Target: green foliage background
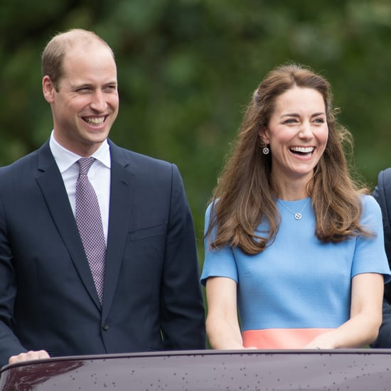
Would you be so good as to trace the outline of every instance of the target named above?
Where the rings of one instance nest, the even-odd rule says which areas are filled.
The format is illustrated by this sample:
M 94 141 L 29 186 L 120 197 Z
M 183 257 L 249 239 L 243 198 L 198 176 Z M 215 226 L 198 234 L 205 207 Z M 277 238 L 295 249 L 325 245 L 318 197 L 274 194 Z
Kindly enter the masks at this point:
M 388 0 L 2 0 L 0 15 L 0 165 L 52 129 L 41 87 L 46 42 L 58 31 L 93 30 L 118 65 L 110 137 L 178 166 L 200 263 L 205 208 L 243 106 L 276 65 L 304 63 L 330 80 L 370 186 L 391 166 Z

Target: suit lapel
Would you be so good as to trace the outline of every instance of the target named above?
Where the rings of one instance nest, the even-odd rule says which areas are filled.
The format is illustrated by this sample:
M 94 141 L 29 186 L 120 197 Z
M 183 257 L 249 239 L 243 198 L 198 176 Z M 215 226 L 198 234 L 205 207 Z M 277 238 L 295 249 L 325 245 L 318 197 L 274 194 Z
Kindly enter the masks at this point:
M 112 159 L 109 234 L 106 253 L 102 318 L 107 316 L 115 293 L 129 231 L 134 176 L 120 148 L 109 141 Z
M 53 221 L 63 238 L 80 279 L 92 300 L 100 308 L 88 262 L 69 203 L 64 183 L 50 152 L 48 142 L 38 151 L 36 180 L 48 205 Z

==================================================

● **WORK TO DO**
Reproduce the entries verbatim, starting at the line containing "Target: suit lapel" and ending at the last line of the entries, both included.

● **ANSWER TO THE EXERCISE**
Target: suit lapel
Would you be so good as to trace the outline of every instance of the target named above?
Where the rings of one instance nest, the even-odd rule says which areas are filled.
The format is illustrated by this sample:
M 94 141 L 29 186 L 120 197 Z
M 183 257 L 249 239 L 243 198 L 198 176 Z M 215 226 L 198 234 L 205 207 Z M 277 238 L 295 249 L 325 245 L 318 197 L 274 194 Z
Kindly enter the masks at this point:
M 112 159 L 109 234 L 106 253 L 102 318 L 107 316 L 115 293 L 129 231 L 134 176 L 120 148 L 109 141 Z
M 53 221 L 63 238 L 80 279 L 92 300 L 100 308 L 88 262 L 69 203 L 64 183 L 50 152 L 48 142 L 38 151 L 36 180 L 48 205 Z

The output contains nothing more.